■ WHAT TO WORK ON ■
Within the entries below, the lines from the one with "Provide the location of each instance of the pale" through the one with "Provide the location of each instance of the dark" are to be set down exactly, both ends kept.

■ INPUT DATA ■
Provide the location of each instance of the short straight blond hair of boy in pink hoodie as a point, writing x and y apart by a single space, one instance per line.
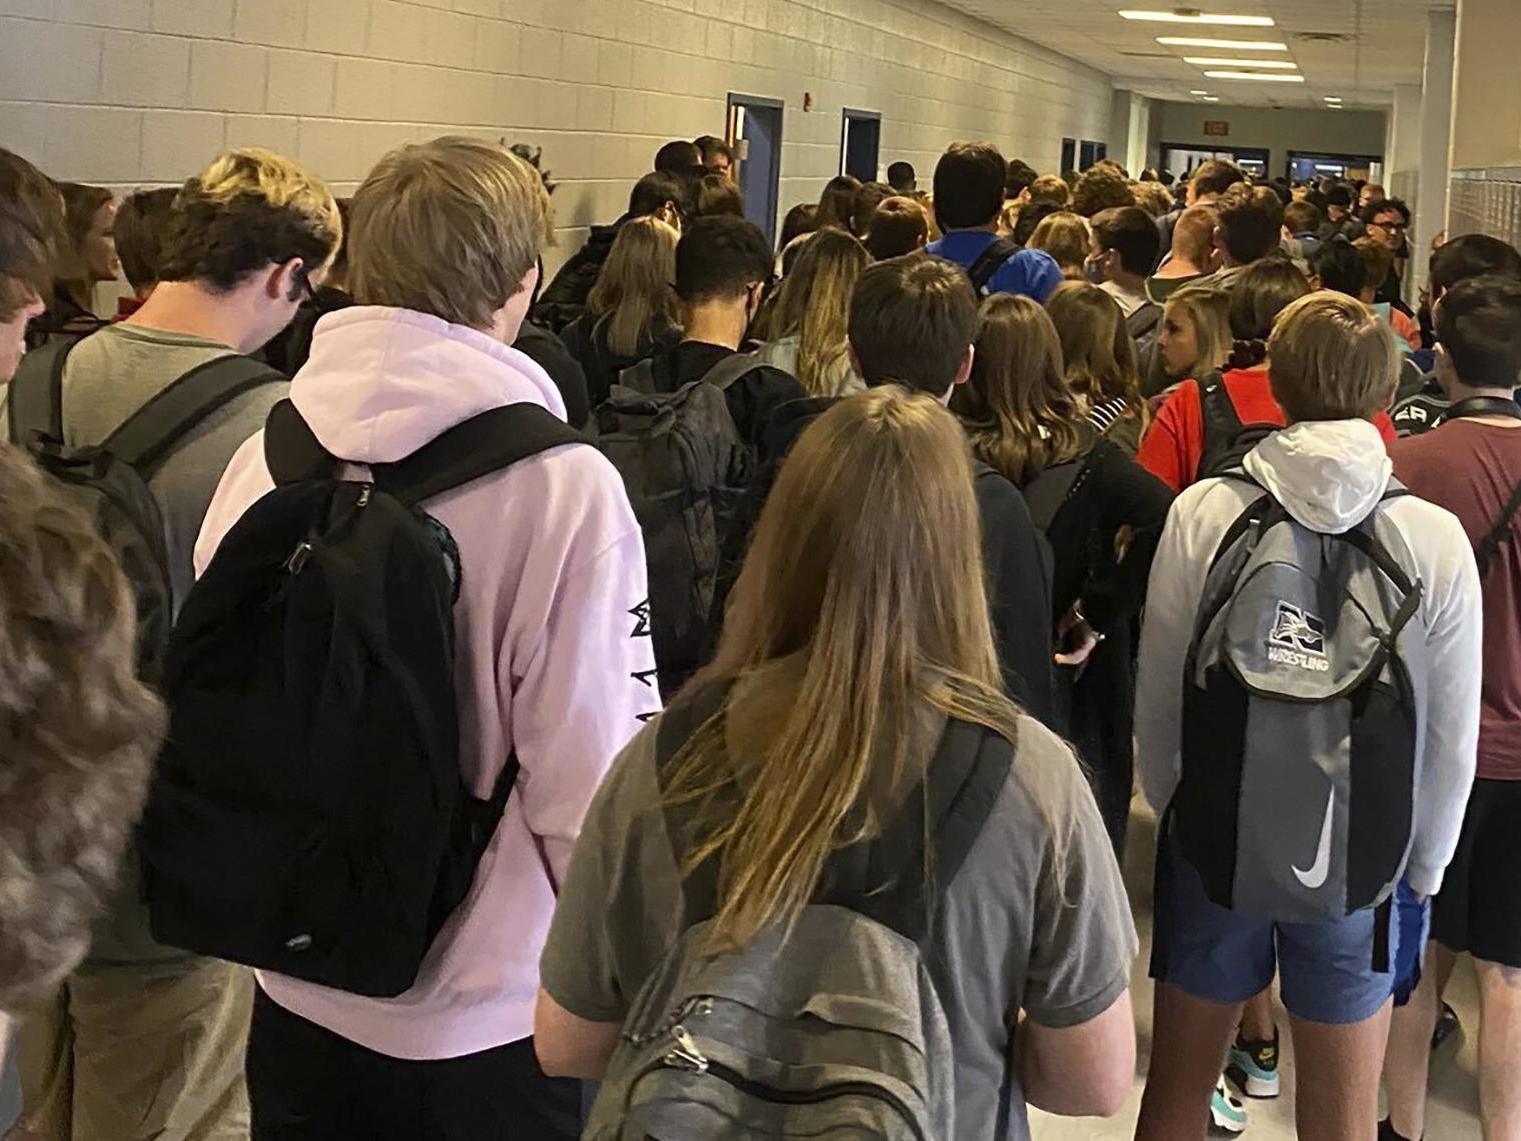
==
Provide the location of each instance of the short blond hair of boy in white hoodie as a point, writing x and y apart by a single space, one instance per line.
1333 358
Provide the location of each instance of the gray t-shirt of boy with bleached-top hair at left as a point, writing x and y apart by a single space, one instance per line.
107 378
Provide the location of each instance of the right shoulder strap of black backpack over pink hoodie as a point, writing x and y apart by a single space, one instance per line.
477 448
--
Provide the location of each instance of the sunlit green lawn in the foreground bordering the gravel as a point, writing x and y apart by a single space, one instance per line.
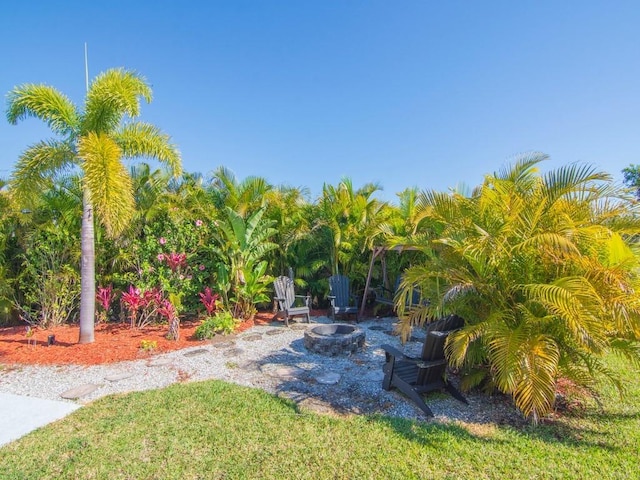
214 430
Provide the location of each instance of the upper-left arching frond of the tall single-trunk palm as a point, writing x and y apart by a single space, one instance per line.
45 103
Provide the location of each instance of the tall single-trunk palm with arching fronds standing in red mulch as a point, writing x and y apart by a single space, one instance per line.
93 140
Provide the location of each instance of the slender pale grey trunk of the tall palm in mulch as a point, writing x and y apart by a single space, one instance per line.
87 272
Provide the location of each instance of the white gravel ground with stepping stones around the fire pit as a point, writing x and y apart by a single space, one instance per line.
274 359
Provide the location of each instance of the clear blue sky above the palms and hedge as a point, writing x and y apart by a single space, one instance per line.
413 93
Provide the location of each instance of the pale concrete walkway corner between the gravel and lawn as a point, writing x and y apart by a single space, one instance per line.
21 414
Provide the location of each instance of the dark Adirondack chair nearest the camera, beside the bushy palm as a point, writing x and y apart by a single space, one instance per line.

■ ANSWER BOX ■
Provide the location of each instance of the pale concrete walkway corner between the gravel and lawn as a point, writing x and y apart by a single space, one instance per line.
21 414
Provide the location of each instance of the dark Adirondack chair nearest the camera, beside the bushy palm as a point, writing x and y apart by a single space, one instance per line.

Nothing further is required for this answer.